### Document excerpt

June 16, 2026
OPB’s responsibility as a nonprofit, independent journalism service is to report on matters of consequence for the public. Access to public records is a critical component of our mission and ensures the people of this region have the facts and knowledge necessary to hold institutions and public officials accountable.
That is why when OHSU fired a key senior leader, OPB requested records under Oregon’s Public Records Law.
OHSU declined to produce the records. OPB sought review by Multnomah County District Attorney Nathan Vazquez. In an order requiring the release of records, MCDA General Counsel Adam Gibbs stated:
“It is difficult to conceive of a stronger case for the public interest than the removal, by the institution, of the chief executive of OHSU Health after less than four months. OHSU is among the largest public institutions in Oregon, and its health system’s leadership is a matter of genuine public consequence. The public’s interest is not in the bare fact of a personnel action, which is already known, but in understanding how and why OHSU’s president concluded that its newly hired hospital chief executive could not continue in the role.”
Rather than follow the MDCA’s order, OHSU declined to produce the documents and has brought a lawsuit against OPB. Oregon’s public records law allows requesters to seek review of a public body’s refusal to release records. When the public body then sues a requester because the requester prevailed, this contradicts the foundational concepts of open government. Requesters who prevail with their district attorney reviews should not be required to defend themselves in court, particularly not if they are individuals or media entities operating in the public interest; this type of retaliatory lawsuit is so rare that it has happened less than a dozen times since the public records law was adopted in 1973.

### Data
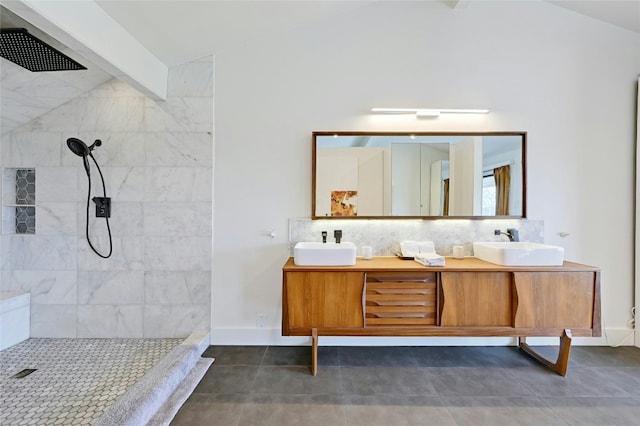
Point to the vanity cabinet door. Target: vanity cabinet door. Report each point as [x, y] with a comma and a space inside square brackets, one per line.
[477, 299]
[555, 299]
[400, 299]
[323, 299]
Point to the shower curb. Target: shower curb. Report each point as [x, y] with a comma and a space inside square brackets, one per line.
[153, 392]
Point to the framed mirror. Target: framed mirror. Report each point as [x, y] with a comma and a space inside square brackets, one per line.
[429, 175]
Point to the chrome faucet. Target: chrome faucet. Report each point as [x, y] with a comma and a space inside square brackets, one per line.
[512, 233]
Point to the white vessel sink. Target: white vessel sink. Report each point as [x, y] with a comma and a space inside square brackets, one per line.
[324, 254]
[519, 253]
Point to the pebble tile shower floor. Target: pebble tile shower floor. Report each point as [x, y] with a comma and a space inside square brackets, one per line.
[75, 379]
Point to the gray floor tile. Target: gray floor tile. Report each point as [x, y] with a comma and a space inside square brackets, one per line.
[236, 355]
[208, 409]
[605, 356]
[228, 379]
[300, 355]
[386, 381]
[477, 356]
[475, 381]
[497, 411]
[578, 382]
[370, 356]
[597, 410]
[626, 378]
[385, 410]
[297, 380]
[284, 410]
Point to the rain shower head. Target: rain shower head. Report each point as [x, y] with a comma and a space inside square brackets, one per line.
[80, 148]
[28, 51]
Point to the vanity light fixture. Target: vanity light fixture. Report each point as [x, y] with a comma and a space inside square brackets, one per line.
[427, 112]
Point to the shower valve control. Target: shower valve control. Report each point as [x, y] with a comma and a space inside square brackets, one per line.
[103, 206]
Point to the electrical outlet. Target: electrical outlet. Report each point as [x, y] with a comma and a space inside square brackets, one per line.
[262, 320]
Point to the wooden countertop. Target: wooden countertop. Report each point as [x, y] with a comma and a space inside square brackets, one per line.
[384, 263]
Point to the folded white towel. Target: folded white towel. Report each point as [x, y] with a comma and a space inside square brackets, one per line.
[429, 259]
[409, 248]
[412, 248]
[426, 247]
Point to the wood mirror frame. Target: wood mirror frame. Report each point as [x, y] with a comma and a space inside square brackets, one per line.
[355, 174]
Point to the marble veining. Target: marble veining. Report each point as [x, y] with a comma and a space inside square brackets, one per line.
[180, 184]
[102, 321]
[110, 287]
[45, 287]
[177, 287]
[111, 114]
[56, 219]
[179, 149]
[157, 159]
[163, 219]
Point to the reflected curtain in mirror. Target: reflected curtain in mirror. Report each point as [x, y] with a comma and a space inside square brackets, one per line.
[445, 208]
[502, 176]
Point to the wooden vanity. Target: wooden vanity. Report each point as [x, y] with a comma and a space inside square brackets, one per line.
[387, 296]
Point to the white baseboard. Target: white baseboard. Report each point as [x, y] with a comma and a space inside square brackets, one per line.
[273, 337]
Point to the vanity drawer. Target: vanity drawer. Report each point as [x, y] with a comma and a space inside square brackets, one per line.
[404, 299]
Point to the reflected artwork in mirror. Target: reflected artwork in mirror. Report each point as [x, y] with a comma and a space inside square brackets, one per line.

### Work instructions
**A.** Summarize the OPB statement in two sentences.
**B.** In the OPB statement, who is quoted from the order requiring release of the records?
**C.** Please write the next part of the OPB statement, starting after its last sentence.
The entries come from a different source than the OPB statement.

### Expected results
**A.** After OHSU fired a key senior leader, OPB requested records under Oregon's Public Records Law, and when OHSU refused, the Multnomah County District Attorney's office ordered their release. OHSU still declined to produce the documents and sued OPB, a type of retaliatory lawsuit that has happened fewer than a dozen times since the law was adopted in 1973.

**B.** Adam Gibbs, General Counsel for the Multnomah County District Attorney.

**C.**
Of those dozen times, OHSU has sued a requester twice.1
“OPB will not be intimidated in our pursuit of information on behalf of the communities we serve,” said Rachel Smolkin, OPB’s president and CEO. “We will continue to report on this story, and we appreciate the DA’s diligent order and strong acknowledgement of the public interest.”
OPB stands by its original requests for transparency and firmly believes that the legislature could not have intended for requesters to be sued by public bodies.
1 OHSU v Oregonian Publishing Company, LLC was the other time OHSU sued a requester who soughtpersonnel records after it lost at the DA level. OHSU lost at the trial and appellate courts on that issue.(It did prevail on one point of law relating to ORS 192.496(1).